ARTICLE
■ ■ ■ ■
Are you ready to learn and experience the delicious foods and recipes of Eritrea? YES! Now it's about time to learn about Eritrean food practicies, recipes, and some key phrases in Eritrea's native language, Tigrinya. Come with me on the journey of a lifetime as we explore a country of hidden mysteries..
pattern: Three times a day. Breakfast is very light, lunch
and dinner are the major meals. Usually prefer food very spicy.
Special Utensils: Usual mode of eating Eritrean food is with fingers; however, silverware is used for other types of food.
Food beliefs and rituals: Prefer warm and soothing foods when ill such as chicken or beef soups, hot oat gruel with honey, hot tea, hot milk. No ice or cold drinks.
■ ■ ■ ■
LISTED RECORDS
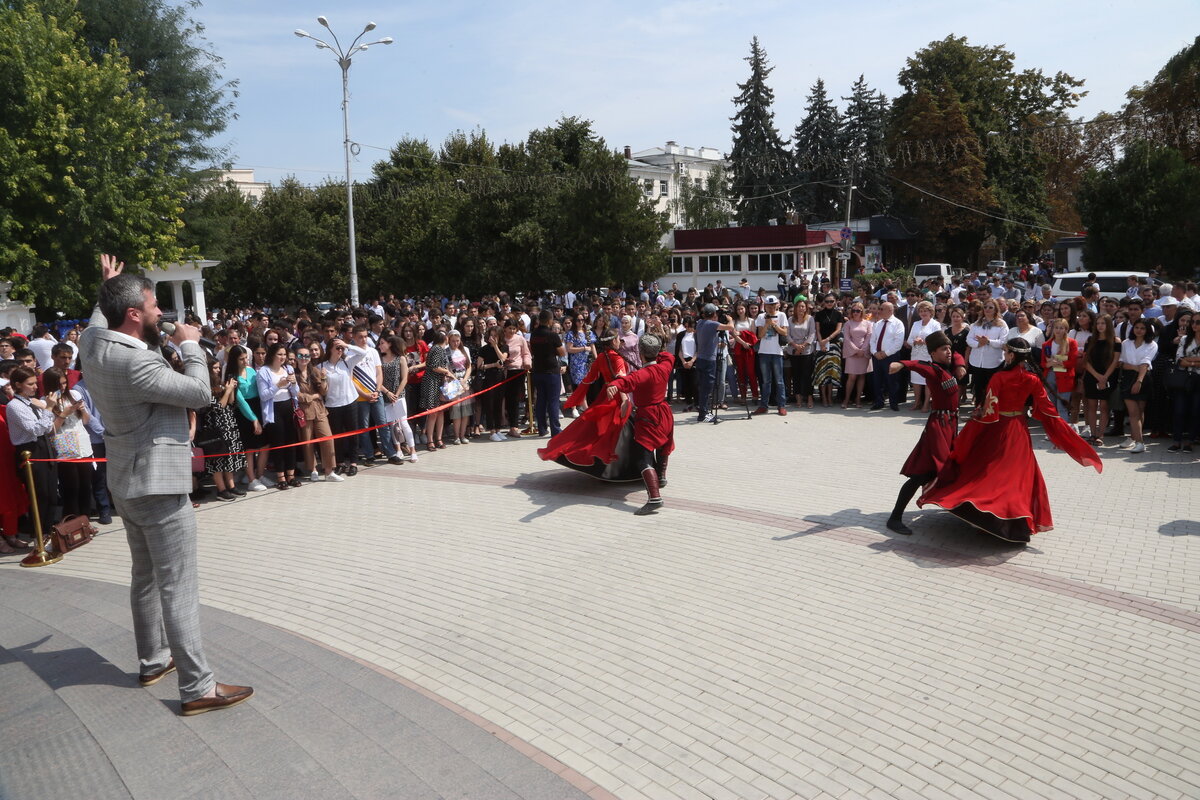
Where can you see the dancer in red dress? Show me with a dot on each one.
(934, 446)
(603, 445)
(606, 368)
(991, 477)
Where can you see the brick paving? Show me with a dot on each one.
(762, 637)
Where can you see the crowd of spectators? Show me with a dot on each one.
(396, 370)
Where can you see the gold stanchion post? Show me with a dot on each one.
(39, 557)
(531, 423)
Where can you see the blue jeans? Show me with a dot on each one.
(887, 386)
(705, 370)
(772, 368)
(546, 388)
(370, 415)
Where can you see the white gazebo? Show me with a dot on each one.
(179, 274)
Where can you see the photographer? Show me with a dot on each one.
(707, 330)
(772, 329)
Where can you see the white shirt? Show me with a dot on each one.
(892, 330)
(1137, 355)
(768, 343)
(990, 355)
(922, 330)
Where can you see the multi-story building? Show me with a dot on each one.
(660, 172)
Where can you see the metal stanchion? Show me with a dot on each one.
(39, 557)
(532, 423)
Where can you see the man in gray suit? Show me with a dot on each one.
(144, 404)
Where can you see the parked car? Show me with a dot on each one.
(927, 271)
(1113, 284)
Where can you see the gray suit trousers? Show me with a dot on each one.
(165, 591)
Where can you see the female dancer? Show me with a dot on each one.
(933, 449)
(991, 477)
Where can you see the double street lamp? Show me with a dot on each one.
(343, 61)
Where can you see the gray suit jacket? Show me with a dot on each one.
(143, 402)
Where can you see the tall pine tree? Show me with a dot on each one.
(819, 160)
(759, 162)
(863, 145)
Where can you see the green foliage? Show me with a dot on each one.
(759, 162)
(709, 205)
(1003, 108)
(78, 145)
(172, 60)
(1143, 212)
(863, 142)
(945, 228)
(556, 210)
(820, 160)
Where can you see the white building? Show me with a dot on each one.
(661, 170)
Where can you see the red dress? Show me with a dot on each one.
(606, 368)
(13, 495)
(991, 477)
(653, 420)
(934, 446)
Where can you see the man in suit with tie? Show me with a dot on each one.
(887, 338)
(144, 404)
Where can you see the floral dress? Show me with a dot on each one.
(577, 362)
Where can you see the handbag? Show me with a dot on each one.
(73, 531)
(451, 389)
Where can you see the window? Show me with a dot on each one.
(720, 263)
(681, 264)
(771, 262)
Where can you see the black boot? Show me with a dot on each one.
(654, 503)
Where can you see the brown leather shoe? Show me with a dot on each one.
(155, 677)
(227, 697)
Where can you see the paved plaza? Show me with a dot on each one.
(487, 625)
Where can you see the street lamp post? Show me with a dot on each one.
(343, 61)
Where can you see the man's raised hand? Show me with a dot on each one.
(109, 266)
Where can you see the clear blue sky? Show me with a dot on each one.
(642, 72)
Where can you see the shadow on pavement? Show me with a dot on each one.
(553, 489)
(1180, 528)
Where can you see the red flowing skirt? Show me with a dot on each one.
(934, 446)
(993, 481)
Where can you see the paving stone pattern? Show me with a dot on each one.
(762, 637)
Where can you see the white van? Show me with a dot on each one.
(1113, 284)
(925, 271)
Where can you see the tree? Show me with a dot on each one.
(1143, 212)
(707, 205)
(1002, 107)
(820, 160)
(759, 161)
(1167, 109)
(933, 185)
(76, 143)
(172, 60)
(863, 139)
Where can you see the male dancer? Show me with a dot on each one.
(653, 421)
(934, 446)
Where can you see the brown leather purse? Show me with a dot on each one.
(73, 531)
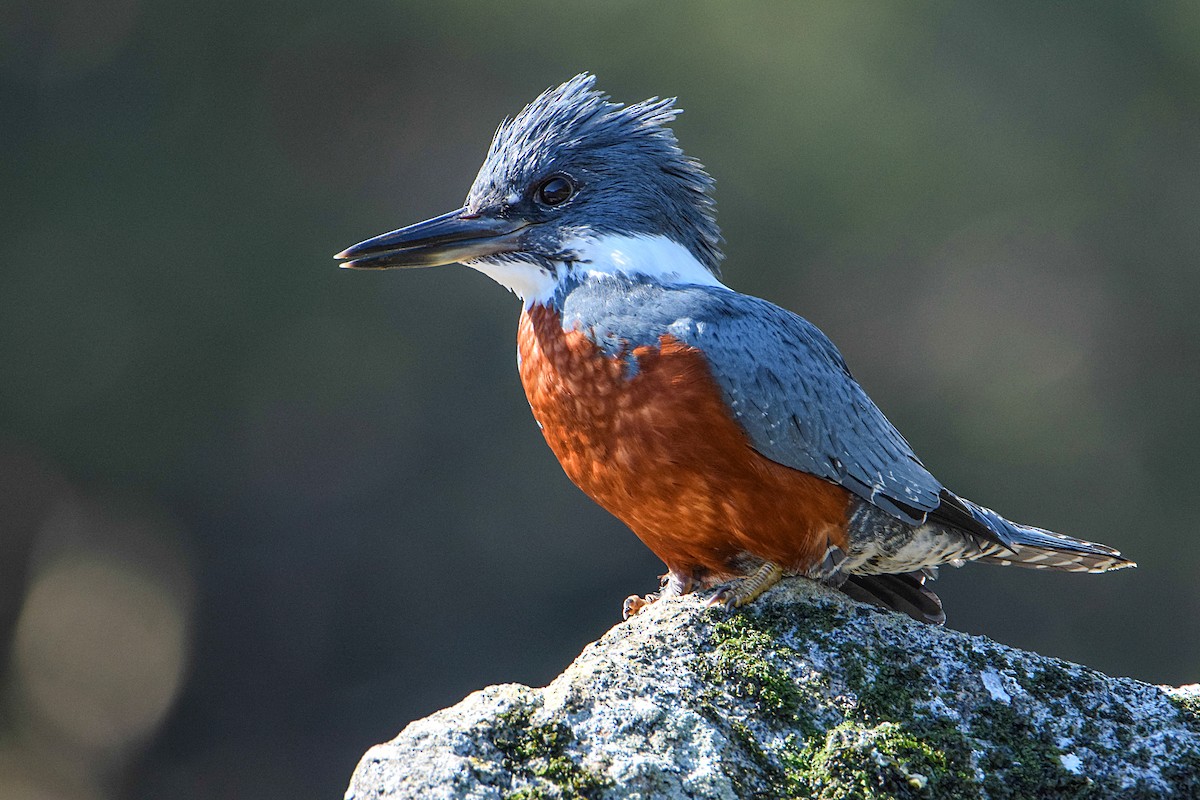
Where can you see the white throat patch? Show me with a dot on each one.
(652, 257)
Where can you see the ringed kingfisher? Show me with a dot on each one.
(725, 431)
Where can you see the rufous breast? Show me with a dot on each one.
(648, 437)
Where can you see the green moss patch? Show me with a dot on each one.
(857, 762)
(538, 753)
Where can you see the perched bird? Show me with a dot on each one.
(725, 431)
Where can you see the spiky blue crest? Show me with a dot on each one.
(631, 175)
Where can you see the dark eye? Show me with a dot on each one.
(556, 190)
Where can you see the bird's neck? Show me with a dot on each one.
(653, 258)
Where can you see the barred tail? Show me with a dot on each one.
(1012, 543)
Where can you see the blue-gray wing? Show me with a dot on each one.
(784, 380)
(790, 389)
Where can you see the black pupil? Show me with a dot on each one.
(555, 191)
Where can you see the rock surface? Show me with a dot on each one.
(803, 695)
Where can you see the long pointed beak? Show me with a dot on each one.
(455, 236)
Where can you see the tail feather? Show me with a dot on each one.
(904, 591)
(1011, 543)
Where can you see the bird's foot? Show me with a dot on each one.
(672, 584)
(742, 591)
(829, 571)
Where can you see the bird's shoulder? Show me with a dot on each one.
(623, 313)
(780, 377)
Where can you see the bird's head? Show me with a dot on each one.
(574, 182)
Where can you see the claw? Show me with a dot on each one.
(671, 585)
(742, 591)
(635, 603)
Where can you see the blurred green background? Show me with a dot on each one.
(257, 513)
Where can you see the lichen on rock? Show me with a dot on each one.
(804, 695)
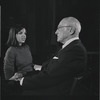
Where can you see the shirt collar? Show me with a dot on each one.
(69, 41)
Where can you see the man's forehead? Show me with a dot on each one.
(63, 23)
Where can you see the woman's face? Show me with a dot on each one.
(21, 36)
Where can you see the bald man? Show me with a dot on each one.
(56, 77)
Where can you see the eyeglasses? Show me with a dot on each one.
(62, 27)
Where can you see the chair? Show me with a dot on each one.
(76, 79)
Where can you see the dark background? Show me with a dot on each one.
(41, 18)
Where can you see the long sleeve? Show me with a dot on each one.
(9, 61)
(71, 61)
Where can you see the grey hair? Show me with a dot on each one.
(73, 22)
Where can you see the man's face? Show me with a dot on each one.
(21, 36)
(62, 32)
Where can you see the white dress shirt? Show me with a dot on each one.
(69, 41)
(66, 43)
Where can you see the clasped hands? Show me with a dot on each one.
(16, 77)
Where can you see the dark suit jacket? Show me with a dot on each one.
(57, 75)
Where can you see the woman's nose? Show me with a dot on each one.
(56, 32)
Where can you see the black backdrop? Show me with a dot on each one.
(41, 18)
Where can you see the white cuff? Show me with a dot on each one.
(21, 81)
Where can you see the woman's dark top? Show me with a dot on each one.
(18, 58)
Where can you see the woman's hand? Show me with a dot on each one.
(16, 77)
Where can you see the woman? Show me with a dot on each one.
(18, 58)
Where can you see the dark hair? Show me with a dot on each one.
(12, 41)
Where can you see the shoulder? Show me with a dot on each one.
(11, 50)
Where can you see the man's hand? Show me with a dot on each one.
(37, 67)
(16, 77)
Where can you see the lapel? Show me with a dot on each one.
(73, 43)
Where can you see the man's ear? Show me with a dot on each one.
(72, 30)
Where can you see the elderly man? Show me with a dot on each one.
(56, 77)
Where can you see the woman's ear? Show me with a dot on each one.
(72, 30)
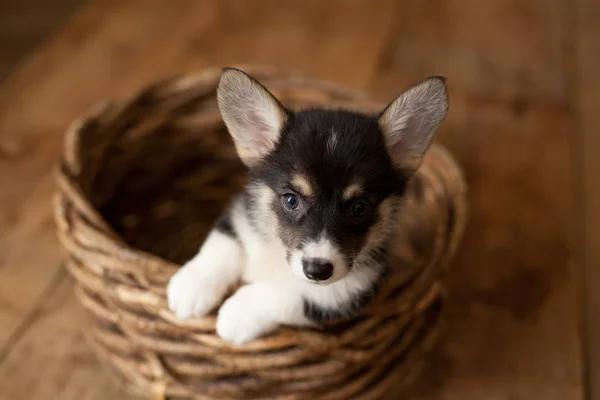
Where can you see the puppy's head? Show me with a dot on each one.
(327, 183)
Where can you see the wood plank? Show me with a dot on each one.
(585, 63)
(513, 329)
(55, 342)
(107, 50)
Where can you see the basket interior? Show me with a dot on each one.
(166, 180)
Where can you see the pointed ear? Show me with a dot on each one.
(251, 113)
(410, 121)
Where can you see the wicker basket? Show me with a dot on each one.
(141, 182)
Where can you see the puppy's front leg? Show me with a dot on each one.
(257, 309)
(203, 281)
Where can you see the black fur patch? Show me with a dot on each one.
(318, 314)
(332, 149)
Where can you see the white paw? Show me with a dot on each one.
(190, 294)
(241, 319)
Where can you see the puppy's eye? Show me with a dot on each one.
(359, 208)
(290, 201)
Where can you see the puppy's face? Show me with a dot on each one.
(327, 183)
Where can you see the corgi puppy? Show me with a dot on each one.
(309, 234)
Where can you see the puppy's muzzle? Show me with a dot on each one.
(317, 269)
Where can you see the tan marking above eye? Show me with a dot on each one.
(351, 191)
(302, 185)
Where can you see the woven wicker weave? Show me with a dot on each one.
(141, 182)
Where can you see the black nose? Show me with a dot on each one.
(317, 269)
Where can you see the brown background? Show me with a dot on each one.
(523, 87)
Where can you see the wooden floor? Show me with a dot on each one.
(514, 77)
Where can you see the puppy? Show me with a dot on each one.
(309, 234)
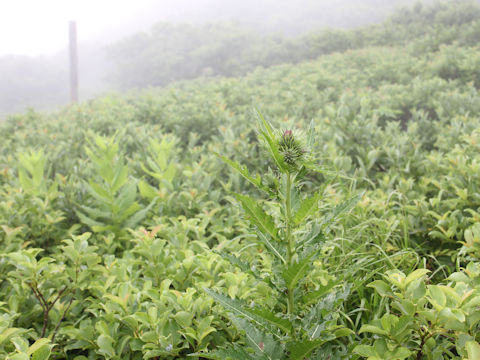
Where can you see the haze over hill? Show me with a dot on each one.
(265, 25)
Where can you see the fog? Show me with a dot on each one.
(121, 42)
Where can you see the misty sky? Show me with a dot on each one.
(37, 27)
(34, 27)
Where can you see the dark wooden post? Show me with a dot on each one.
(73, 62)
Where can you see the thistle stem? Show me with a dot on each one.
(289, 239)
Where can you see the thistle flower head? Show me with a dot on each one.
(291, 149)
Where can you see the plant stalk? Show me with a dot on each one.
(289, 239)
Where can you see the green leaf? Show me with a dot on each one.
(37, 345)
(298, 351)
(294, 273)
(307, 207)
(417, 274)
(243, 170)
(473, 350)
(105, 343)
(315, 295)
(262, 344)
(365, 350)
(372, 329)
(236, 353)
(266, 132)
(257, 216)
(42, 353)
(381, 287)
(262, 318)
(268, 316)
(270, 245)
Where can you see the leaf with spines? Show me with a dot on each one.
(307, 207)
(271, 245)
(243, 170)
(234, 353)
(299, 350)
(268, 136)
(261, 317)
(294, 273)
(257, 216)
(264, 345)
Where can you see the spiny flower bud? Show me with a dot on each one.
(291, 149)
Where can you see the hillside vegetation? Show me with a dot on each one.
(178, 223)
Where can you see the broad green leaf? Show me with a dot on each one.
(473, 350)
(381, 287)
(365, 351)
(417, 274)
(37, 345)
(236, 353)
(105, 343)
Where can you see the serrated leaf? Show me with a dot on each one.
(315, 295)
(381, 287)
(37, 345)
(417, 274)
(235, 353)
(299, 351)
(307, 207)
(257, 216)
(473, 350)
(294, 273)
(267, 134)
(271, 246)
(243, 170)
(261, 318)
(263, 344)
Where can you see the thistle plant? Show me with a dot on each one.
(302, 321)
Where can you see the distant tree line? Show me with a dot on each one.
(171, 52)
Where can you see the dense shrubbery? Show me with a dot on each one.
(121, 236)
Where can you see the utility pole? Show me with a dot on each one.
(73, 62)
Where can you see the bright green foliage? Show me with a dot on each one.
(425, 321)
(160, 165)
(115, 208)
(292, 328)
(362, 242)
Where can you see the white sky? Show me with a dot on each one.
(34, 27)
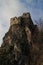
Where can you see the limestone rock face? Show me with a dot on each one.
(20, 44)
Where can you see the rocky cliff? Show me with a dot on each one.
(20, 44)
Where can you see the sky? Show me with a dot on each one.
(12, 8)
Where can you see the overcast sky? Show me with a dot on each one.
(11, 8)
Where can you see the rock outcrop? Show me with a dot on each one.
(20, 44)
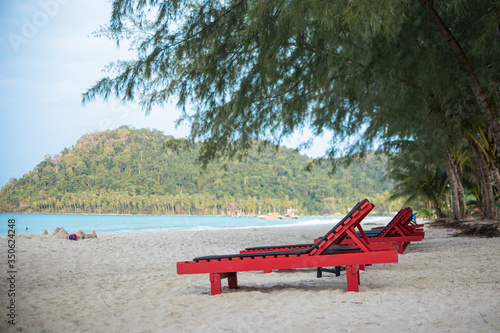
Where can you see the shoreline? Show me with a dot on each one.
(128, 282)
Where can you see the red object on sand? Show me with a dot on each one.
(326, 252)
(399, 232)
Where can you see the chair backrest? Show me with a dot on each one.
(338, 233)
(401, 216)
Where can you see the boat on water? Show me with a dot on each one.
(277, 216)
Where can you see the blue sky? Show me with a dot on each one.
(48, 58)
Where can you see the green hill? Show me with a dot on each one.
(130, 171)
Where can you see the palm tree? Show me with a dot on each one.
(413, 180)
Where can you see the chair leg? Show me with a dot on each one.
(353, 281)
(232, 280)
(215, 286)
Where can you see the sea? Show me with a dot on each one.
(115, 224)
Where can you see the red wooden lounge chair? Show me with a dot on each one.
(395, 233)
(327, 251)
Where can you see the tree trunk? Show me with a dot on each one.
(437, 210)
(486, 184)
(495, 174)
(466, 67)
(453, 180)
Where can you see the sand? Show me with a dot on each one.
(128, 283)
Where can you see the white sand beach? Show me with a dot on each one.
(128, 283)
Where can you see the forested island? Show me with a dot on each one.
(143, 171)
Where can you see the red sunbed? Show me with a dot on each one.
(327, 251)
(395, 233)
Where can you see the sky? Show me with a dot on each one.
(48, 58)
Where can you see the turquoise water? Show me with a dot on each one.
(111, 224)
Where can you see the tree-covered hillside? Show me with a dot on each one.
(140, 171)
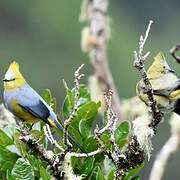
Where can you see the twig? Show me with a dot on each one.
(50, 137)
(170, 147)
(98, 31)
(173, 51)
(139, 59)
(68, 121)
(48, 156)
(80, 155)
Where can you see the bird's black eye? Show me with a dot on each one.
(171, 70)
(9, 80)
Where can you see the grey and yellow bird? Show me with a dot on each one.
(165, 84)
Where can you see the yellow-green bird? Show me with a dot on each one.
(23, 101)
(165, 84)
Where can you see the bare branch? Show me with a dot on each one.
(173, 52)
(170, 147)
(96, 36)
(80, 155)
(50, 137)
(139, 59)
(67, 122)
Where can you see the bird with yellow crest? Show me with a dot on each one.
(23, 101)
(165, 85)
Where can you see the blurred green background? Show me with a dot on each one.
(44, 37)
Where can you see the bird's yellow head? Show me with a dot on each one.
(159, 67)
(13, 78)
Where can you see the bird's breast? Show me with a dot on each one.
(18, 111)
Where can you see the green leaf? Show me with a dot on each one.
(105, 137)
(47, 96)
(121, 133)
(7, 159)
(9, 176)
(135, 178)
(44, 174)
(35, 162)
(84, 128)
(84, 95)
(5, 140)
(39, 135)
(90, 144)
(68, 103)
(23, 170)
(111, 175)
(133, 172)
(87, 165)
(21, 146)
(96, 174)
(53, 104)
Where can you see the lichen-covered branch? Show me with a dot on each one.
(170, 147)
(67, 122)
(94, 41)
(139, 59)
(173, 52)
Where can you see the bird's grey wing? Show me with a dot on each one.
(30, 101)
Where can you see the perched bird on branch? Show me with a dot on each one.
(165, 85)
(24, 102)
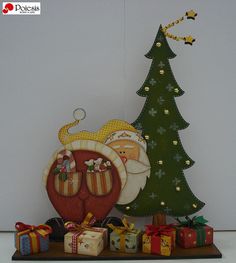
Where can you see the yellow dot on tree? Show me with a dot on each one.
(162, 72)
(176, 90)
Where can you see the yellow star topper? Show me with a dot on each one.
(191, 14)
(189, 40)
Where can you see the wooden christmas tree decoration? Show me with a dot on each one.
(166, 191)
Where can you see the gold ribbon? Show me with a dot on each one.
(122, 231)
(187, 39)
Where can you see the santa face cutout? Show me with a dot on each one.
(131, 148)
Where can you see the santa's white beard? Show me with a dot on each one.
(137, 174)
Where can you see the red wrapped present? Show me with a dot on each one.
(159, 240)
(194, 233)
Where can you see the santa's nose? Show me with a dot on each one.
(124, 159)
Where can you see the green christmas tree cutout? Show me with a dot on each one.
(166, 191)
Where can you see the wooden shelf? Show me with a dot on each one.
(56, 252)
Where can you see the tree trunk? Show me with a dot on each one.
(159, 219)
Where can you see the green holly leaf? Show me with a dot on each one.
(56, 171)
(63, 177)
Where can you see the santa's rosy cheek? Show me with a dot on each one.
(132, 156)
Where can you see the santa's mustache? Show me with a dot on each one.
(136, 167)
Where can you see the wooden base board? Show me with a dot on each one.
(56, 252)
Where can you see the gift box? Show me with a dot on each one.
(31, 239)
(125, 238)
(194, 233)
(159, 240)
(84, 239)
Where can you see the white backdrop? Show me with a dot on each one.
(90, 54)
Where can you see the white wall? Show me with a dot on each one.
(91, 54)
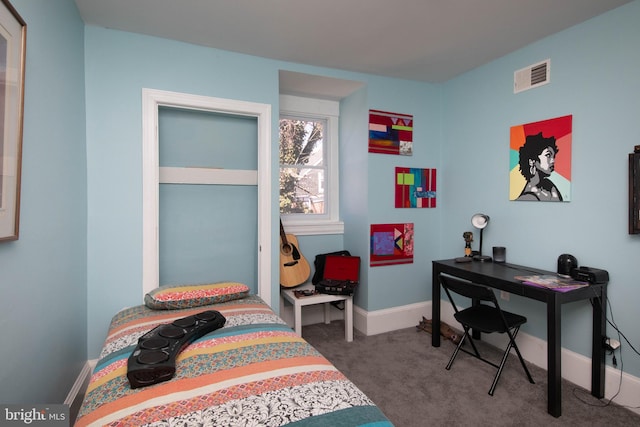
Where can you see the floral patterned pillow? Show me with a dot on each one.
(175, 297)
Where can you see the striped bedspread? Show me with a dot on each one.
(255, 371)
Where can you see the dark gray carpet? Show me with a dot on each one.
(406, 377)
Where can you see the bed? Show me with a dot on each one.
(254, 371)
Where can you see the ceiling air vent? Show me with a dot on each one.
(532, 76)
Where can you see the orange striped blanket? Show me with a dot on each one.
■ ■ ■ ■
TASKS
1) Answer these questions using the text on Eritrean food.
(a) What is the native language of Eritrea?
(b) What is the usual way of eating Eritrean food?
(c) What drinks are avoided when someone is ill?
2) Retype the passage of the text on Eritrean food starting at "Food beliefs and" and ending at "or cold drinks.", with no changes.

SOLUTIONS
1)
(a) Tigrinya.
(b) With the fingers.
(c) Ice and cold drinks.

2)
Food beliefs and rituals: Prefer warm and soothing foods when ill such as chicken or beef soups, hot oat gruel with honey, hot tea, hot milk. No ice or cold drinks.